### ASSIGNMENT
Continue the account of the submarine Trutta's war patrols, starting right after its last sentence.
[TEXT PROVIDED Boundary: Start]
Following refitting and exercises with battleship , Trutta got underway on 2 June in company with . She weathered a typhoon before arriving on lifeguard station on 7 June. That day, while standing lifeguard duty for air strikes on Kobe, the submarine rescued a downed Army aviator who had been adrift in a small rubber boat for nearly a week and, the day before, had also weathered the typhoon.

As air raids against the cities of the Japanese homeland intensified, Trutta manned a lifeguard station south of Kyushu, made patrols just off Bungo Suido, and conducted visual and photo reconnaissance of Tori Shima, approaching to within about one mile (1.6 km) of the island. On 21 June, she departed Bungo Suido to join a coordinated attack group (wolfpack) "Street's Sweepers" patrolling the Yellow and East China Seas. She conducted patrols west of Tsushima Strait and then fired a few diversionary rounds of five-inch (127 mm) fire on Hiradoshima before moving west to take up patrol along the southwest coast of Korea. On 1 July, her persistence paid off when, after pursuing a sailing vessel, she discovered a fleet of schooners. Working quickly to take advantage of surprise and to prevent the ships from fleeing to nearby shallow water, Trutta sank seven of the three- and four-masted schooners in a four-hour action. Crew members boarded and searched two of the vessels and put the schooner crews in lifeboats before destroying the ships.
[TEXT PROVIDED Boundary: End]
[LISTED ENTRIES Boundary: Start]
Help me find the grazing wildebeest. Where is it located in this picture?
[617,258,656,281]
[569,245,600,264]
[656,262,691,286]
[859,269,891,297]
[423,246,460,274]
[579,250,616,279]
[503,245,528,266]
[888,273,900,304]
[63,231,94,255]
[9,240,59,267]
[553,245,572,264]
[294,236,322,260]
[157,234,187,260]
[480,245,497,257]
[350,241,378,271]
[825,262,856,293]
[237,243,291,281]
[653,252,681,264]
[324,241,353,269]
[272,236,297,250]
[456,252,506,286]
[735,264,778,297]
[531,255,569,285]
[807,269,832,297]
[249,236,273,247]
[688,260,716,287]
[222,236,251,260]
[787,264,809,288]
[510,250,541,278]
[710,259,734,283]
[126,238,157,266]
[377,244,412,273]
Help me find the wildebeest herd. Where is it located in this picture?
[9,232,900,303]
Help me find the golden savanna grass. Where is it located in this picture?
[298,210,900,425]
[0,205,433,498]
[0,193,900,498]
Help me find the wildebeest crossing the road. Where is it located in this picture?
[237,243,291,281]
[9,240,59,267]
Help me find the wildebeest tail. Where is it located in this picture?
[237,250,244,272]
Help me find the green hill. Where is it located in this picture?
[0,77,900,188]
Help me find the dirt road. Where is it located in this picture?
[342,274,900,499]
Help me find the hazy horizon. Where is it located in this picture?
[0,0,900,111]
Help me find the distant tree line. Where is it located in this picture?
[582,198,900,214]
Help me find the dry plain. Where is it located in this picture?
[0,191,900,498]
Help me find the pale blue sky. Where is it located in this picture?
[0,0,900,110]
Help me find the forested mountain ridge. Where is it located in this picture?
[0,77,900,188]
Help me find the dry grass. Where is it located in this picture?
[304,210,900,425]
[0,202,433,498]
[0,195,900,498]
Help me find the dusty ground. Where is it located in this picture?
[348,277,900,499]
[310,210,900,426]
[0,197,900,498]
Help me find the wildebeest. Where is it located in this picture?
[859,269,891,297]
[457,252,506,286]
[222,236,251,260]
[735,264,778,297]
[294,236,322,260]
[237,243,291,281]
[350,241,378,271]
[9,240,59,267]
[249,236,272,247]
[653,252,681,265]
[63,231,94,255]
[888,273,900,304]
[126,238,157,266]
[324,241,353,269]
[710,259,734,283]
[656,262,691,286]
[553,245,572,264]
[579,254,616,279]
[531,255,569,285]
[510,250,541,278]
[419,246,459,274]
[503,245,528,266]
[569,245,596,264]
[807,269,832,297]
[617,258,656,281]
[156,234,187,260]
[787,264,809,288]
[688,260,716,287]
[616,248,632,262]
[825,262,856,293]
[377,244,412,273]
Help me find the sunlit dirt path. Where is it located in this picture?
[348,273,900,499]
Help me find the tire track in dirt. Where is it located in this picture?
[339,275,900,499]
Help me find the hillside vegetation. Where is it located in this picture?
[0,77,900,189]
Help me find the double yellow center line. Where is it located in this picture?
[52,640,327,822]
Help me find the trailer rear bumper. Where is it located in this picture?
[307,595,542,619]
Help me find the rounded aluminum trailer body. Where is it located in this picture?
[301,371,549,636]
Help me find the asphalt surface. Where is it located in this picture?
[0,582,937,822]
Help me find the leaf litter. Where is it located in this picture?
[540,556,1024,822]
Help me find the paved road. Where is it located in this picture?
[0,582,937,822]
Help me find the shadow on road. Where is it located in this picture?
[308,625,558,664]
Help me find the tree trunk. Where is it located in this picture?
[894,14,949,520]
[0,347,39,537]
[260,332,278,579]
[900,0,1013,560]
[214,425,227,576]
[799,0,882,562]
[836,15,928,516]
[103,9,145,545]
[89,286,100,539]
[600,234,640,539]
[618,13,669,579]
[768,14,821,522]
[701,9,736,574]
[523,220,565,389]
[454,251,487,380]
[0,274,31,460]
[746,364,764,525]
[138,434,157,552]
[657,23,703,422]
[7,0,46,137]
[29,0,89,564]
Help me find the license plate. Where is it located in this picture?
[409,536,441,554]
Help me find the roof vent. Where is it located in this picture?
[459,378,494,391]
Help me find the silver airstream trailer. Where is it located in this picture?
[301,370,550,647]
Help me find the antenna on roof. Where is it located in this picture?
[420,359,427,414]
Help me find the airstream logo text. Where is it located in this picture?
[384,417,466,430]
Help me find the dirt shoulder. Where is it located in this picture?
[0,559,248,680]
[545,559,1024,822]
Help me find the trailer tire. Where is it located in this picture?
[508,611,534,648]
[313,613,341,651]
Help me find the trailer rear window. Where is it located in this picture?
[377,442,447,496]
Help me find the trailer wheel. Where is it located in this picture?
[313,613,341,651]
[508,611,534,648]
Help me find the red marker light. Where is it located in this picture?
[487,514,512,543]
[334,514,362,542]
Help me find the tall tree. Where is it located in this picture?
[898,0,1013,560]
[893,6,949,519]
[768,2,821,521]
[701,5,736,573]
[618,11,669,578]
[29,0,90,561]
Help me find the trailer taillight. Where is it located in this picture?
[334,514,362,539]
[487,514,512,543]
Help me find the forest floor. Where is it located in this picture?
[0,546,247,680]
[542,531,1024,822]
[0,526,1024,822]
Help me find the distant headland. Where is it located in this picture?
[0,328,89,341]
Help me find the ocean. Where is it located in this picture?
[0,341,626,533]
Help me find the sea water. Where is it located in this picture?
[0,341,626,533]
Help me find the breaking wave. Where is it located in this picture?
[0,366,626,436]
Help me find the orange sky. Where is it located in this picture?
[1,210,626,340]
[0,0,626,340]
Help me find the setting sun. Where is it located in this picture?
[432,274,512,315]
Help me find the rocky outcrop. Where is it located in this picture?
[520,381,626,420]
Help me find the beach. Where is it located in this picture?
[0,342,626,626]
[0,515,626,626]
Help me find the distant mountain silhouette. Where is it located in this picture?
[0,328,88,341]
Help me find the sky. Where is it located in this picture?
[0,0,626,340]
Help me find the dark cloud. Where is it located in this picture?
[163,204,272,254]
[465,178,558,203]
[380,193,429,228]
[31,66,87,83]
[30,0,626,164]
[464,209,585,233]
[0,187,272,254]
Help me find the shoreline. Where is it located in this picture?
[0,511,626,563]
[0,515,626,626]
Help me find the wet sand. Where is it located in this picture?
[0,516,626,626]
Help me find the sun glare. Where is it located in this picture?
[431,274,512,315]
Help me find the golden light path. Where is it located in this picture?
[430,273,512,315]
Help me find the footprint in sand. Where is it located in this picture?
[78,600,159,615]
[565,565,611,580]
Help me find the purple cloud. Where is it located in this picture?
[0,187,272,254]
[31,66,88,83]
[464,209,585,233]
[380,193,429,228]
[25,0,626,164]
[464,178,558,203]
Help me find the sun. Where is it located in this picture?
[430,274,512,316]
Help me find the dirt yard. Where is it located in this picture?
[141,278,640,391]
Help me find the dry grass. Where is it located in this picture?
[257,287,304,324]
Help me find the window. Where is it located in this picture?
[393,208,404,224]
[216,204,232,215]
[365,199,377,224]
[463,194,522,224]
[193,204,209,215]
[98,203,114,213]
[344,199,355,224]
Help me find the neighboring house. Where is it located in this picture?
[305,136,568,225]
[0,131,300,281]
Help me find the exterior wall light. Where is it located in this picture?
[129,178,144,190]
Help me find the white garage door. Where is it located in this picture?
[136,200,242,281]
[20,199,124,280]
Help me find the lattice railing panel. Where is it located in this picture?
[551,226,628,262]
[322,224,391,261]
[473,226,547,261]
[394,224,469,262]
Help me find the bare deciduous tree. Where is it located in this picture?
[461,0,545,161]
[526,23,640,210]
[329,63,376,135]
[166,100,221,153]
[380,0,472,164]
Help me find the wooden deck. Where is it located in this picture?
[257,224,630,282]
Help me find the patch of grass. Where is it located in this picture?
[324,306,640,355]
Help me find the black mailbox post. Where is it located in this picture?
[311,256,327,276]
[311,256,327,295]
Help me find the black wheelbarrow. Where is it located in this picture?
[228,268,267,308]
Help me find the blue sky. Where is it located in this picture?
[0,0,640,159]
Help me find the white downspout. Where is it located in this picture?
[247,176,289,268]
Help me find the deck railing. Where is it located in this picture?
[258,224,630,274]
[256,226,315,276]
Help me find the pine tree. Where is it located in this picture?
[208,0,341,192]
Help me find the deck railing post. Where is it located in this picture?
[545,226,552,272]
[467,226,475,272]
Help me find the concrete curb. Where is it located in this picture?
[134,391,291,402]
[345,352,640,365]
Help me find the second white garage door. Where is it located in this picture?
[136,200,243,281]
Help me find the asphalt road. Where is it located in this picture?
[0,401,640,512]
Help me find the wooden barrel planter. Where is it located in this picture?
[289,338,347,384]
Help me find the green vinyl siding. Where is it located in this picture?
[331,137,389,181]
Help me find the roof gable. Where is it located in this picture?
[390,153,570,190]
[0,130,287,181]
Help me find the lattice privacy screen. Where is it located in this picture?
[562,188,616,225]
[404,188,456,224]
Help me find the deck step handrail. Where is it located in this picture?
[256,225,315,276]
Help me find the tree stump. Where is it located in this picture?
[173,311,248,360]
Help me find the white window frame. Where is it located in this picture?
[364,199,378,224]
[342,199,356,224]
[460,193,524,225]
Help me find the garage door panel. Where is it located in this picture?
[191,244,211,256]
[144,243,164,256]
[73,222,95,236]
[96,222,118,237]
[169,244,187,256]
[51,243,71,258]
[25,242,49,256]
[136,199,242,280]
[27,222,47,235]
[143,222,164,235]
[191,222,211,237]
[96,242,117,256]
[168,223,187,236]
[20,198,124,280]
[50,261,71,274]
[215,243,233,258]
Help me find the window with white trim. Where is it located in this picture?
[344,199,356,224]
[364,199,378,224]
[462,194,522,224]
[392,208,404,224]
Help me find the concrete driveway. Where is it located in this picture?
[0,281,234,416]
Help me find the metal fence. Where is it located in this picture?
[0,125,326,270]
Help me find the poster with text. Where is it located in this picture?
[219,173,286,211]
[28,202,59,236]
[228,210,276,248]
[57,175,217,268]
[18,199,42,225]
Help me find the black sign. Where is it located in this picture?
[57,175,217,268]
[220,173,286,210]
[LISTED ENTRIES Boundary: End]
### TASK OUTPUT
On 6 July, while patrolling the southern approaches to Daito Wan, she came upon a tug towing three schooners, quickly dispatched the tug and two of its tows with five-inch (127 mm) fire, and left the third in flames. She continued patrolling along the Korean coast until the afternoon of 12 July when she departed the area and set her course for the Marianas.

==End of hostilities==

She arrived at Guam on 18 July, underwent refitting by , and then got underway on 12 August for her third patrol. Before Trutta arrived in her assigned area, she received official word that peace negotiations had obviated continuing her patrol; the submarine set a northeast course. She arrived at Midway on 24 August and two days later headed home via Pearl Harbor and the Panama Canal. After calls at New Orleans and other gulf and east-coast ports, she arrived at New London early in January 1946 and reported to the Sixth Fleet for inactivation. By March 1946, she had been placed out of commission. She remained in the Reserve Fleet until 1951 when she was reactivated at New London. Recommissioned in March 1951, she operated out of that port until 4 May 1952 when she was again decommissioned, this time at Charleston. Following conversion to a "Guppy II A" submarine, she was recommissioned on 2 January 1953 and joined Submarine Squadron 4 at Key West.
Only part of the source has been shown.